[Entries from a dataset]
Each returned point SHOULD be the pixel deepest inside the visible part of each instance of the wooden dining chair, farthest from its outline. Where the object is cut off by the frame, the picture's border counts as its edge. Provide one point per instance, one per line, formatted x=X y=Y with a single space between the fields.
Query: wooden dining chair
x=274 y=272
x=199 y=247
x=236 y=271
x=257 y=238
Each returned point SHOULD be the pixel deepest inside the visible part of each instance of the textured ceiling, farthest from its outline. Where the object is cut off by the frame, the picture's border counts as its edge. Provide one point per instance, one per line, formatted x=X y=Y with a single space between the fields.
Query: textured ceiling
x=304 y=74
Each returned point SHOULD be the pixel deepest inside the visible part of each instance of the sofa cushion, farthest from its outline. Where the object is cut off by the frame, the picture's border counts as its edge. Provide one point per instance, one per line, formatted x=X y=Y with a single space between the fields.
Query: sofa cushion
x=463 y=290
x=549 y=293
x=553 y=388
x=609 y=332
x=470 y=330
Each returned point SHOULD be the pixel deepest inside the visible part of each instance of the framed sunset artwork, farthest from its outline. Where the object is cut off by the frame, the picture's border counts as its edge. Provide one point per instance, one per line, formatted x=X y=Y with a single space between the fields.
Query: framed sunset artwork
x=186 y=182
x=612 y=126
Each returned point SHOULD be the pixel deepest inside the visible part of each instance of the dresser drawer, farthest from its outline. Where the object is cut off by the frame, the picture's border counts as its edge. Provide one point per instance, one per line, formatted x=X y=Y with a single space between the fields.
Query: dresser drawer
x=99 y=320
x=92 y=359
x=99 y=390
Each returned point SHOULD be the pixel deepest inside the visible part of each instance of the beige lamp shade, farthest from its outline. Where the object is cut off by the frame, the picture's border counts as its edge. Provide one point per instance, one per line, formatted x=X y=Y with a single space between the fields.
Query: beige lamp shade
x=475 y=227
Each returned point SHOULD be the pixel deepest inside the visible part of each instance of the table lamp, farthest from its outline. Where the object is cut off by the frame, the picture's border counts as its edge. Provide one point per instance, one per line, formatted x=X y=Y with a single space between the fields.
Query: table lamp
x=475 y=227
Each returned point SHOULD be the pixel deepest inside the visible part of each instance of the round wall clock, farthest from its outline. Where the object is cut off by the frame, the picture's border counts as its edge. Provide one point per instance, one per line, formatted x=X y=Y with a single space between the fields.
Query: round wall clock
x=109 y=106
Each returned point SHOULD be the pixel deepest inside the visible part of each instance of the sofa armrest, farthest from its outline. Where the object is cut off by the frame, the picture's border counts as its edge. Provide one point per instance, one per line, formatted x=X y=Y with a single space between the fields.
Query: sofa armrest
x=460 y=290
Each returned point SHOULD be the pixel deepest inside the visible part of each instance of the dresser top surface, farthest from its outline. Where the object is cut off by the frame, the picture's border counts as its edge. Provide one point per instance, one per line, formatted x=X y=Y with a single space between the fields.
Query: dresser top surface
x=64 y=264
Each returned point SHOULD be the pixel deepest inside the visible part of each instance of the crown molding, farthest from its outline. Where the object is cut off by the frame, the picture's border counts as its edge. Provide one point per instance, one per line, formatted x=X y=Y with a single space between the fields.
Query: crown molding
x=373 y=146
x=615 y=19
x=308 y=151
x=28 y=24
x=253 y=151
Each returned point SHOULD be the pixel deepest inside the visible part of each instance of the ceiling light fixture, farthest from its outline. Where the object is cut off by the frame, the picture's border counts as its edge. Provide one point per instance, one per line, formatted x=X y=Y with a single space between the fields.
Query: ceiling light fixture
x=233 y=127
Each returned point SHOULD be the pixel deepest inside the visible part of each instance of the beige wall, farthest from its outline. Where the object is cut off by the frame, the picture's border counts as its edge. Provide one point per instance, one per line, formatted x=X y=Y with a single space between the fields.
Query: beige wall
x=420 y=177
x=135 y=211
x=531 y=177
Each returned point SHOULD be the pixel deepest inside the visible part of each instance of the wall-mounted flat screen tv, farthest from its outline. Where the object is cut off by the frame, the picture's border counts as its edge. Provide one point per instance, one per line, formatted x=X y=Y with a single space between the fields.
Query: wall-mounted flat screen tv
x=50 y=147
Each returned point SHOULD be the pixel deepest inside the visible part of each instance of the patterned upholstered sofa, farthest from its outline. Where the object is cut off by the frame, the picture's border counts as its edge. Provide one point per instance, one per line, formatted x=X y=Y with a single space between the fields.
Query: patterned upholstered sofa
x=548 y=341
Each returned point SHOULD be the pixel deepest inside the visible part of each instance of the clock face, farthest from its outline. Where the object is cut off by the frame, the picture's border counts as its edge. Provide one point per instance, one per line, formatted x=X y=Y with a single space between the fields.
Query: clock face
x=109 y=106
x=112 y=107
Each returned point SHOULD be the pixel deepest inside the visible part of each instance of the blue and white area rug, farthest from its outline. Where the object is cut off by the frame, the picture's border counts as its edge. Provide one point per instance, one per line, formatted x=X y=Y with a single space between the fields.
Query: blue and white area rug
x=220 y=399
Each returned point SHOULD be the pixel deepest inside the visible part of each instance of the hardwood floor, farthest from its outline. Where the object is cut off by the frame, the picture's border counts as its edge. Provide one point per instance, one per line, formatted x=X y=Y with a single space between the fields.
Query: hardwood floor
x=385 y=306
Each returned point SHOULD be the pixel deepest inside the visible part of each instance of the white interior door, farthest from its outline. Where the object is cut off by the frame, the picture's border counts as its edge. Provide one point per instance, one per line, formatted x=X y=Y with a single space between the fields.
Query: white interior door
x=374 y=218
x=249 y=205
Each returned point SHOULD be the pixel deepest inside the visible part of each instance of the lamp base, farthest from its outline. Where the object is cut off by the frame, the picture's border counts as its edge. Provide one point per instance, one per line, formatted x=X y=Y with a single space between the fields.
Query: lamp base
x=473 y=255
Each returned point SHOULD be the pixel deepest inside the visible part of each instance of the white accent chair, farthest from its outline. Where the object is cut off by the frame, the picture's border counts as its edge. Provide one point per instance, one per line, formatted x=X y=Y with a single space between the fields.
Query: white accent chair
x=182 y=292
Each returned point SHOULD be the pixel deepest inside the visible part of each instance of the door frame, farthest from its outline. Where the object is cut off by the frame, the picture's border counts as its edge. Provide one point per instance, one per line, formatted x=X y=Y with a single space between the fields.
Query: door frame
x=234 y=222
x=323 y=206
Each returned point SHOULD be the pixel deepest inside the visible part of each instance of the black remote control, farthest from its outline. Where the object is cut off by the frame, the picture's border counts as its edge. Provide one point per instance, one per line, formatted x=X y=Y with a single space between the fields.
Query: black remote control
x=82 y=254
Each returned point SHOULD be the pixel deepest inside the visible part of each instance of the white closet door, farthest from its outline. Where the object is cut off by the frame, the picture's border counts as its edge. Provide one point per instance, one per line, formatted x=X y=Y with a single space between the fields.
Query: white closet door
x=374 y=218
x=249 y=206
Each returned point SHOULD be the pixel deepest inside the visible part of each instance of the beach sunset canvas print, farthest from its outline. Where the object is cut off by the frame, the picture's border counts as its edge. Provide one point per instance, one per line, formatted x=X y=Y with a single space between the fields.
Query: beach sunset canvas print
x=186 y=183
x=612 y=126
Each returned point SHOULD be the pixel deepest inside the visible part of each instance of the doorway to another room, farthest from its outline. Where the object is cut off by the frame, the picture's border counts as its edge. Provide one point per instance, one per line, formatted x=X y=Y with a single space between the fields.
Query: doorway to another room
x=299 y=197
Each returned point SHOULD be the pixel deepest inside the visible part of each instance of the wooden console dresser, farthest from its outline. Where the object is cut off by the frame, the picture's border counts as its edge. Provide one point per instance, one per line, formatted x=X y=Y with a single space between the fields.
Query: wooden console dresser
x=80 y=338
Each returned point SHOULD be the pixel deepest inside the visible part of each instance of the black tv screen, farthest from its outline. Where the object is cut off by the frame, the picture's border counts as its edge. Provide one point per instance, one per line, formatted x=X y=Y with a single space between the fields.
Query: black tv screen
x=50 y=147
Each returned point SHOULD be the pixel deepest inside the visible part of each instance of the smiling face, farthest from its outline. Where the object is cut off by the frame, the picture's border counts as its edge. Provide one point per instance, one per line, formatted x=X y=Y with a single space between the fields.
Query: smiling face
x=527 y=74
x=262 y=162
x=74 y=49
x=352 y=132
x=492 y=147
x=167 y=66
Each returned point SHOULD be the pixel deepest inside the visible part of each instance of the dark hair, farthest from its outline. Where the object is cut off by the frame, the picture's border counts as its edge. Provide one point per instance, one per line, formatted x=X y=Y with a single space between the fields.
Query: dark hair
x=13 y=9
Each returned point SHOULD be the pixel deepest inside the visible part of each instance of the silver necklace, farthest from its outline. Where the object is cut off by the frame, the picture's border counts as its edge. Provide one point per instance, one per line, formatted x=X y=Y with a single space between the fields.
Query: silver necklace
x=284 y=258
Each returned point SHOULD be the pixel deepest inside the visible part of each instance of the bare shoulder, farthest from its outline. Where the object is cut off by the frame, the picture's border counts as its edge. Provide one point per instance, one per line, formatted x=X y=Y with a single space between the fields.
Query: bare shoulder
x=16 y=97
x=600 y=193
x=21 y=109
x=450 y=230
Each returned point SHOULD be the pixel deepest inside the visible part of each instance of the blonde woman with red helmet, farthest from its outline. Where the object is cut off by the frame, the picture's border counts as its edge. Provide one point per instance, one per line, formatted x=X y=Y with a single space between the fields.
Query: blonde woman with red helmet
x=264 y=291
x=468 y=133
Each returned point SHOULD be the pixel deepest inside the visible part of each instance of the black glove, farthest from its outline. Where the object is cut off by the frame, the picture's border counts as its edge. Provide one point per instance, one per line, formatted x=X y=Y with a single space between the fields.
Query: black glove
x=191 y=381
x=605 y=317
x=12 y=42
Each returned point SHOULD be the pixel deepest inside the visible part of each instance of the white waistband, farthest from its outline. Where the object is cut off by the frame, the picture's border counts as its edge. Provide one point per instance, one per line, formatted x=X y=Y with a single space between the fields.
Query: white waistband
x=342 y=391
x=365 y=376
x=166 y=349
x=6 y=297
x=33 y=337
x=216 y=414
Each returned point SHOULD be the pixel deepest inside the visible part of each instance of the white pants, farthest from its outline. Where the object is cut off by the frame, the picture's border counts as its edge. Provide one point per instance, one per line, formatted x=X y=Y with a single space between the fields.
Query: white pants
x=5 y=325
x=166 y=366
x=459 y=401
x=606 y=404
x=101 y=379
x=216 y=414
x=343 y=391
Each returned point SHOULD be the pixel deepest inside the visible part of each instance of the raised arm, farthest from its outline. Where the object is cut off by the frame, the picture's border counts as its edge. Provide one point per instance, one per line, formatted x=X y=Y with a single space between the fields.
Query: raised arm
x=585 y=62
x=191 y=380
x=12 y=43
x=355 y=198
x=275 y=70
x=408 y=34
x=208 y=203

TASK DETAILS
Reproduce the entries from the beginning through the line containing "x=470 y=330", swapping "sofa cushion" for "couch cushion" and leaving everything else unchanged.

EXERCISE SOLUTION
Each returned point SHOULD be the pixel deepest inside the visible part of each instance of the wooden dining chair, farthest from its outline. Where the object is cut off by the frame, the picture's border counts as its edge. Provide one point per instance, one per line, formatted x=X y=Y with a single space between the fields.
Query: wooden dining chair
x=274 y=272
x=199 y=247
x=236 y=271
x=257 y=238
Each returned point SHOULD be the pixel deepest inside the visible part of each instance of the textured ceiling, farthest from its outline. Where the object is cut off by the frame, the picture's border counts as its edge. Provide one point per instance, one per line, formatted x=X y=Y with a single space between the fields.
Query: textured ceiling
x=304 y=74
Each returned point SHOULD be the pixel deepest inside the visible part of each instance of the couch cushion, farthest from its outline. Where the object is cut off by the frame, the picture's border counts as its edge. Provide one point per instance, one per line, formatted x=X y=Y with a single space between the fields.
Query: couch cushion
x=463 y=290
x=549 y=293
x=553 y=388
x=609 y=332
x=470 y=330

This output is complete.